(Point labeling entries based on photos)
══════

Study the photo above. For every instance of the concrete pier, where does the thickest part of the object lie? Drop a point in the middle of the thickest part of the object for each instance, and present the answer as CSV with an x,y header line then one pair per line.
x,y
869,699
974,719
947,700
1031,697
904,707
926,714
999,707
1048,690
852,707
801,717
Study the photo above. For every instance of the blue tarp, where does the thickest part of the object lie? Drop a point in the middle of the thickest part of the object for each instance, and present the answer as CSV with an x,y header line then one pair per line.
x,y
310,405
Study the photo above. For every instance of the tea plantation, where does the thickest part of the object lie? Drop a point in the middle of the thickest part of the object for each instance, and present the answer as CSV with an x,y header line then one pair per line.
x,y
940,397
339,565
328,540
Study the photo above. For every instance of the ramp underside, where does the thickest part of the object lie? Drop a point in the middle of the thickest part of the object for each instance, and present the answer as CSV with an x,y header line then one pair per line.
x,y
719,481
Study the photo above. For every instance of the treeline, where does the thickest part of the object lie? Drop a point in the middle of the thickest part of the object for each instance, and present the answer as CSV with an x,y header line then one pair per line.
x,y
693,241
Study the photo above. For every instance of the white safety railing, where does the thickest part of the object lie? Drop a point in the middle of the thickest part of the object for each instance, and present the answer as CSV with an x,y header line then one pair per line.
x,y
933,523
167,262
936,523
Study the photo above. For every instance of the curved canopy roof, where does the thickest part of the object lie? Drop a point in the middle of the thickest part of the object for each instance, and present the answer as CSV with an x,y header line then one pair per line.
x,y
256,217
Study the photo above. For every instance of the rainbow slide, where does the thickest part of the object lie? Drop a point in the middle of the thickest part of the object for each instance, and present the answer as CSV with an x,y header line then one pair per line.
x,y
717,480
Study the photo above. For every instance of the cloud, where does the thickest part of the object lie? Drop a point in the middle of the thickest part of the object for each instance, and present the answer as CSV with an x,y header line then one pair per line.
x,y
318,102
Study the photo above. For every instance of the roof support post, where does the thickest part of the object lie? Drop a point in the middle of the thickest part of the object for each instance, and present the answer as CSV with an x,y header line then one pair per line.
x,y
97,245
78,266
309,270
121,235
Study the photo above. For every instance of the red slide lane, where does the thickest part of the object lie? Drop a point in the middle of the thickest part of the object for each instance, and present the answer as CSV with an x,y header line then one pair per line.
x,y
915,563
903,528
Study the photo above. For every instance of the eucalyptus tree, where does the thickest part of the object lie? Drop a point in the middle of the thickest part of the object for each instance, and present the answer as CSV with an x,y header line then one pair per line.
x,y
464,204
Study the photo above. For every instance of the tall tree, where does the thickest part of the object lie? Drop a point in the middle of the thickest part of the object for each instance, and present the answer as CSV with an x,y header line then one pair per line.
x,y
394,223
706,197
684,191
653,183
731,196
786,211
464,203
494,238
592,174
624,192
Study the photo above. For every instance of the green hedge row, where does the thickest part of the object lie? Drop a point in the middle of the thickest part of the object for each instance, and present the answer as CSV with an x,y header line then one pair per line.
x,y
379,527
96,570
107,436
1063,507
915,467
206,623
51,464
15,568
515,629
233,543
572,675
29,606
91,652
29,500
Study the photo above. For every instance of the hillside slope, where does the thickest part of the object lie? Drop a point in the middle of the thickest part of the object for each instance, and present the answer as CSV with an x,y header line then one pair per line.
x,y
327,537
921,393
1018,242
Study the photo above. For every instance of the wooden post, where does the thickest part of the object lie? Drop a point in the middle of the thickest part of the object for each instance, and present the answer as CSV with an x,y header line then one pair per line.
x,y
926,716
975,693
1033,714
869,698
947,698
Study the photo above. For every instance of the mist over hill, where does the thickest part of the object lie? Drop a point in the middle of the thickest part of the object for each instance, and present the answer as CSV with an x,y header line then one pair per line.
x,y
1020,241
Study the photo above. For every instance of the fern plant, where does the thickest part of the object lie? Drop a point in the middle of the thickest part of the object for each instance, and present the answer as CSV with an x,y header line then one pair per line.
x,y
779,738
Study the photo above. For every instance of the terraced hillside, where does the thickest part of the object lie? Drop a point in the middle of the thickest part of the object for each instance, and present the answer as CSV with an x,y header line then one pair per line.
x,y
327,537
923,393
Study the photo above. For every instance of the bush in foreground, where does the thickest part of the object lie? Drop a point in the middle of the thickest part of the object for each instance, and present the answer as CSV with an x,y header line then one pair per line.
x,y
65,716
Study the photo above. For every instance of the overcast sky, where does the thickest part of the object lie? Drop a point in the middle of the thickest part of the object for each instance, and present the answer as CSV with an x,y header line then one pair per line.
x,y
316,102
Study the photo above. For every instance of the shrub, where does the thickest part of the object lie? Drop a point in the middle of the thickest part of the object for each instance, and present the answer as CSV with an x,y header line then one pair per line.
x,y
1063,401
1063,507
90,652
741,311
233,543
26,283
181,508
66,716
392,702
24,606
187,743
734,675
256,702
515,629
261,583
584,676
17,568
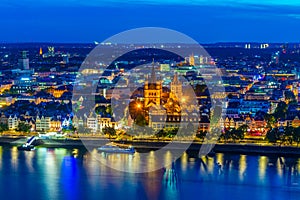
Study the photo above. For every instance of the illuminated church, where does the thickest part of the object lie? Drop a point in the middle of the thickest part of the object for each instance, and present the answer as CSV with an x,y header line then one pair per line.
x,y
170,113
152,91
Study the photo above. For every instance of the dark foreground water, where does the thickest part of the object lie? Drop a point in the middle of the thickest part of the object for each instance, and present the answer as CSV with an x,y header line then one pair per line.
x,y
74,174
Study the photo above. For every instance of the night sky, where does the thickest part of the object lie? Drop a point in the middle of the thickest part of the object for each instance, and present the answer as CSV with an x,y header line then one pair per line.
x,y
204,20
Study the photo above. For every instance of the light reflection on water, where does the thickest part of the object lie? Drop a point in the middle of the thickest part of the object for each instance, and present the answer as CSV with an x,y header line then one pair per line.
x,y
77,174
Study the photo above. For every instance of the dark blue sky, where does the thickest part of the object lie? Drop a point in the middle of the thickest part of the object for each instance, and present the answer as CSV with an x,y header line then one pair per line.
x,y
206,22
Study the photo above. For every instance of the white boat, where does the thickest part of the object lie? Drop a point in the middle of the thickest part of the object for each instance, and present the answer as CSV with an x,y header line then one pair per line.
x,y
114,148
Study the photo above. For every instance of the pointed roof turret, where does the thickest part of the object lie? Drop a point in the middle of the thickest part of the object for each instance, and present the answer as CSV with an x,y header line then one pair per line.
x,y
153,76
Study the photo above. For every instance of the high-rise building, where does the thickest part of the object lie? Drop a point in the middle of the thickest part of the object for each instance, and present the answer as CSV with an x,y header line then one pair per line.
x,y
24,61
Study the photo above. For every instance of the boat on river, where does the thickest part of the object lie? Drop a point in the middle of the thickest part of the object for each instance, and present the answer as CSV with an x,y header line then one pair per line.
x,y
115,148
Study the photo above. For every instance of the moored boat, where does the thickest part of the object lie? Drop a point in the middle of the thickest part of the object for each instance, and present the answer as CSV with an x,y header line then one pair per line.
x,y
114,148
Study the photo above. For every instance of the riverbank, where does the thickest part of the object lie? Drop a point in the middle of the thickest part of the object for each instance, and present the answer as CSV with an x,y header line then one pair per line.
x,y
92,142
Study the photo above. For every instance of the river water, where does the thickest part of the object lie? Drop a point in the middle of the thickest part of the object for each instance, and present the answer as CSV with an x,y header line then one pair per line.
x,y
60,173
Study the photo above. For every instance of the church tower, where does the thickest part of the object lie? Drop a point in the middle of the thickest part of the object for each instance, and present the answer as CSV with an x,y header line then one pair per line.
x,y
152,90
176,88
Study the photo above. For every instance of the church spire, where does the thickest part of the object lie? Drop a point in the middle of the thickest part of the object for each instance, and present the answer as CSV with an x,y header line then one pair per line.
x,y
153,77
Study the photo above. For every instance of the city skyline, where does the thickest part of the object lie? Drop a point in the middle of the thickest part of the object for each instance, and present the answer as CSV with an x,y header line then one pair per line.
x,y
220,21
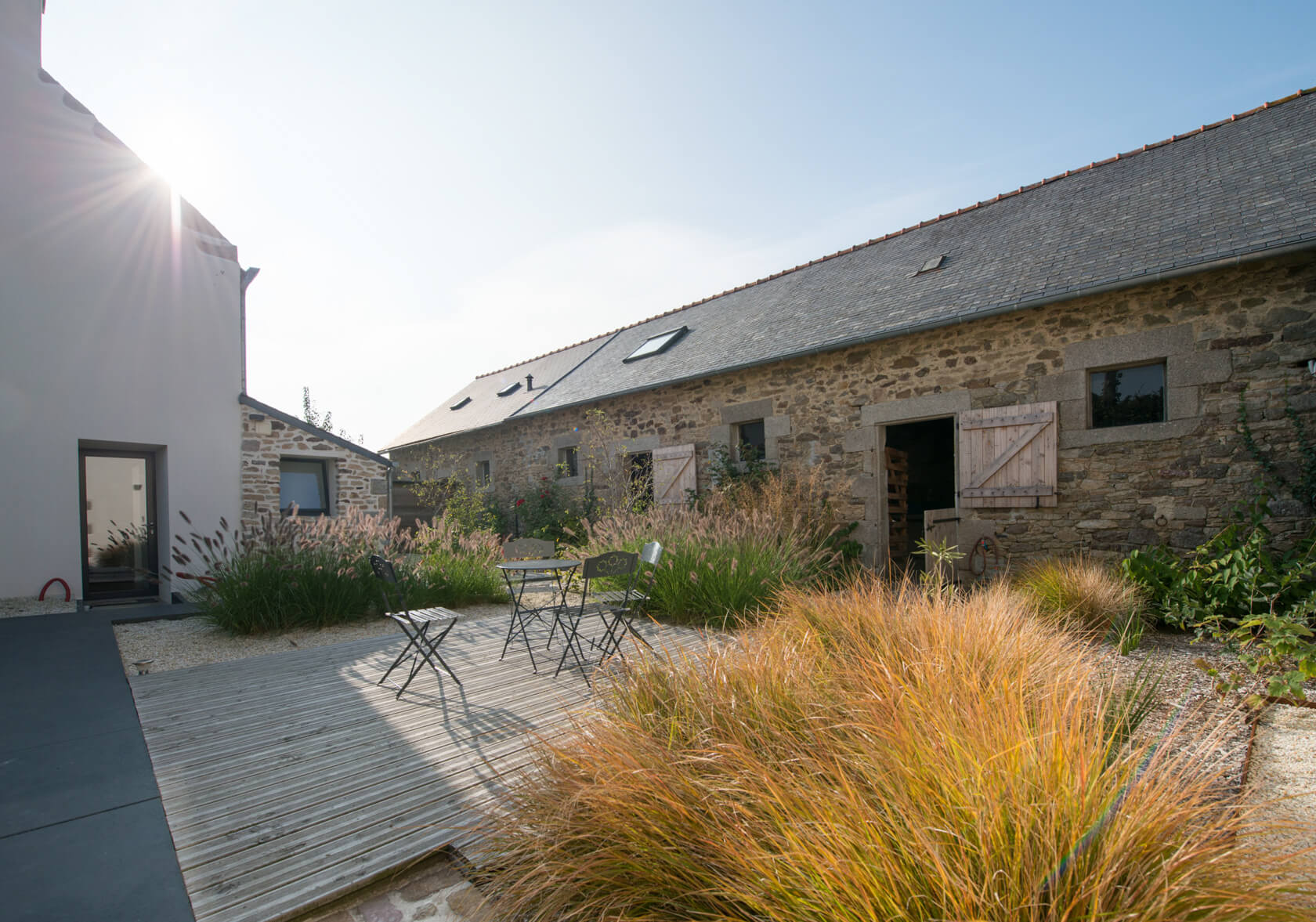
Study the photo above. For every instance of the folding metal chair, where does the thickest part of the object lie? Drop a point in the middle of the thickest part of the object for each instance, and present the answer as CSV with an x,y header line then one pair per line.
x,y
628,606
617,565
415,625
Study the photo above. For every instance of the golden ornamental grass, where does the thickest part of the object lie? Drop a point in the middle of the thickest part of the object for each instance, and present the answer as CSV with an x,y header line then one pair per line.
x,y
874,755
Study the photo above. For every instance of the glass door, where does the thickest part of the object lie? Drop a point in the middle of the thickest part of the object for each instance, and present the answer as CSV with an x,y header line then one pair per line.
x,y
119,525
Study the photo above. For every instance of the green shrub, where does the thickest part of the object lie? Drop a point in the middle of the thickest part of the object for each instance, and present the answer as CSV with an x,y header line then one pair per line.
x,y
874,755
1238,590
544,511
468,512
1082,595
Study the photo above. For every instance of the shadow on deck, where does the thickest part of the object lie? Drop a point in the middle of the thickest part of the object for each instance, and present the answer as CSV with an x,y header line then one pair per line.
x,y
291,779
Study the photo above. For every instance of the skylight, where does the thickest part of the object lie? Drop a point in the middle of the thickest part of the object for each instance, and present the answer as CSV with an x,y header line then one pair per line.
x,y
658,344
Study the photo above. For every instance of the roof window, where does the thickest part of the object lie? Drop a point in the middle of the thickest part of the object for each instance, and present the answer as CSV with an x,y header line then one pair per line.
x,y
658,344
935,263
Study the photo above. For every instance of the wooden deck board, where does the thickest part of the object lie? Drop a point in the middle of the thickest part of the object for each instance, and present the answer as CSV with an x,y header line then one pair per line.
x,y
292,778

══════

Problem description
Copy the entries from the line with "Study the photo above. For every instance of the wooden deck" through the end of the entries, substituting "timber deck plank" for "wooden deck board" and leaving everything else unchanged.

Complete answer
Study the photo above. For every instance of the timber deck plank, where does the thickest part of the object lie? Drop a point in the middle of the thickest part of the object for each instance, and present the answer as CSV with an x,y header line then one pair per line.
x,y
292,778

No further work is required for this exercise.